Passage présenté
Le French Bulldog ou bouledogue français, connaît aux États-Unis une popularité incroyable depuis quelques années, au point de figurer second (derrière le Labrador retriever) au classement établi par le très respecté American Kennel Club, l’association canine qui comptabilise chaque année le nombre de chiots pure race sortis des élevages américains. Chouchou des stars, de Lady Gaga à Leonardo di Caprio ou Snoop Dogg, le French Bulldog défraie pourtant la chronique depuis quelques mois, victime de vols à répétition.

Données fournies
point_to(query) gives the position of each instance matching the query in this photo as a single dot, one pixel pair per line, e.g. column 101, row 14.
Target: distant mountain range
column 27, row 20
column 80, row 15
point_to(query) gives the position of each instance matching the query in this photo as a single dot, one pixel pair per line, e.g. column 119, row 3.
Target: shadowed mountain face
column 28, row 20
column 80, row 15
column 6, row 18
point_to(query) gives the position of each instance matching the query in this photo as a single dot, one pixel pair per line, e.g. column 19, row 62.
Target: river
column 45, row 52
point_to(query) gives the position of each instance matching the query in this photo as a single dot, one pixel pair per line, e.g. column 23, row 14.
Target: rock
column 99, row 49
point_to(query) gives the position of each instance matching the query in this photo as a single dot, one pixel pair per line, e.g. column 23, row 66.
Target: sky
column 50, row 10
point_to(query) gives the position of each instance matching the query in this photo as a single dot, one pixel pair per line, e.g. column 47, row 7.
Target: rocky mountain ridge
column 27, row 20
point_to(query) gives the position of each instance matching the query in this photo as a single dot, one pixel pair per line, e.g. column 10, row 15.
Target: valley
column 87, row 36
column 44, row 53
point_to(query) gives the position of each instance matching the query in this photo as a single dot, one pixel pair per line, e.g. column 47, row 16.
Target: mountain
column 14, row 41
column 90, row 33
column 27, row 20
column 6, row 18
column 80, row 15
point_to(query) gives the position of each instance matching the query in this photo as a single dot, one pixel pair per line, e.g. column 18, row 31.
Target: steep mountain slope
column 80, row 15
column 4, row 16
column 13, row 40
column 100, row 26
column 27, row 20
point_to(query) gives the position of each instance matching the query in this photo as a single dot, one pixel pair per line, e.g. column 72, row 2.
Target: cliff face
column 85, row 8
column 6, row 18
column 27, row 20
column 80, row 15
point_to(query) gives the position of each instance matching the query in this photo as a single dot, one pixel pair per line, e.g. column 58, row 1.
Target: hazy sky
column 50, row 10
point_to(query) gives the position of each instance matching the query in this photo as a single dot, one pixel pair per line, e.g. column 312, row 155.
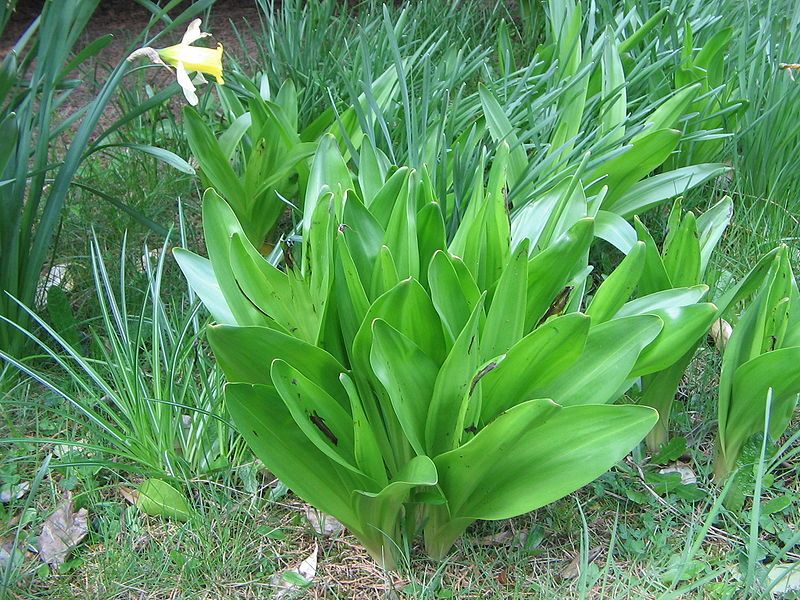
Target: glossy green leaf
column 409, row 377
column 611, row 351
column 615, row 291
column 515, row 453
column 533, row 362
column 157, row 498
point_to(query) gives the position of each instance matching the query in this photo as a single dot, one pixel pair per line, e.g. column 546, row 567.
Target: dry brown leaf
column 721, row 332
column 688, row 476
column 573, row 569
column 14, row 492
column 289, row 582
column 131, row 495
column 10, row 554
column 324, row 525
column 61, row 532
column 514, row 539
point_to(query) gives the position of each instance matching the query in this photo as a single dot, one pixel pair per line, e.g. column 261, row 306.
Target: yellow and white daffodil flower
column 186, row 59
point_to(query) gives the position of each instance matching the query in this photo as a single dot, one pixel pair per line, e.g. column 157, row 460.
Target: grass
column 627, row 535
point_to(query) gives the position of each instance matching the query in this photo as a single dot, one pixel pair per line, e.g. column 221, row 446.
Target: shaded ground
column 125, row 19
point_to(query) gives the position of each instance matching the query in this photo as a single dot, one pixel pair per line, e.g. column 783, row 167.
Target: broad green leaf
column 231, row 137
column 652, row 191
column 213, row 162
column 325, row 422
column 165, row 156
column 454, row 293
column 624, row 170
column 431, row 237
column 710, row 226
column 409, row 377
column 505, row 320
column 776, row 370
column 615, row 291
column 551, row 270
column 615, row 230
column 454, row 386
column 681, row 255
column 533, row 362
column 329, row 173
column 515, row 452
column 683, row 327
column 219, row 225
column 270, row 290
column 611, row 351
column 502, row 130
column 246, row 355
column 364, row 237
column 383, row 511
column 269, row 429
column 654, row 276
column 663, row 300
column 407, row 308
column 366, row 445
column 668, row 113
column 157, row 498
column 200, row 275
column 612, row 121
column 371, row 172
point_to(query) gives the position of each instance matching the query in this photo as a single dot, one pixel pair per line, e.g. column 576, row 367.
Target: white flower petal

Consignes de travail
#1 D'après le passage, pour quelle raison le French Bulldog défraie-t-il la chronique depuis quelques mois ? Répondez en une à trois phrases.
#2 Reproduisez à l'identique la partie du passage qui commence à « Le French Bulldog ou » et se termine à « vols à répétition. ».

Réponses par consigne
#1 Le French Bulldog défraie la chronique depuis quelques mois parce qu'il est victime de vols à répétition.

#2
Le French Bulldog ou bouledogue français, connaît aux États-Unis une popularité incroyable depuis quelques années, au point de figurer second (derrière le Labrador retriever) au classement établi par le très respecté American Kennel Club, l’association canine qui comptabilise chaque année le nombre de chiots pure race sortis des élevages américains. Chouchou des stars, de Lady Gaga à Leonardo di Caprio ou Snoop Dogg, le French Bulldog défraie pourtant la chronique depuis quelques mois, victime de vols à répétition.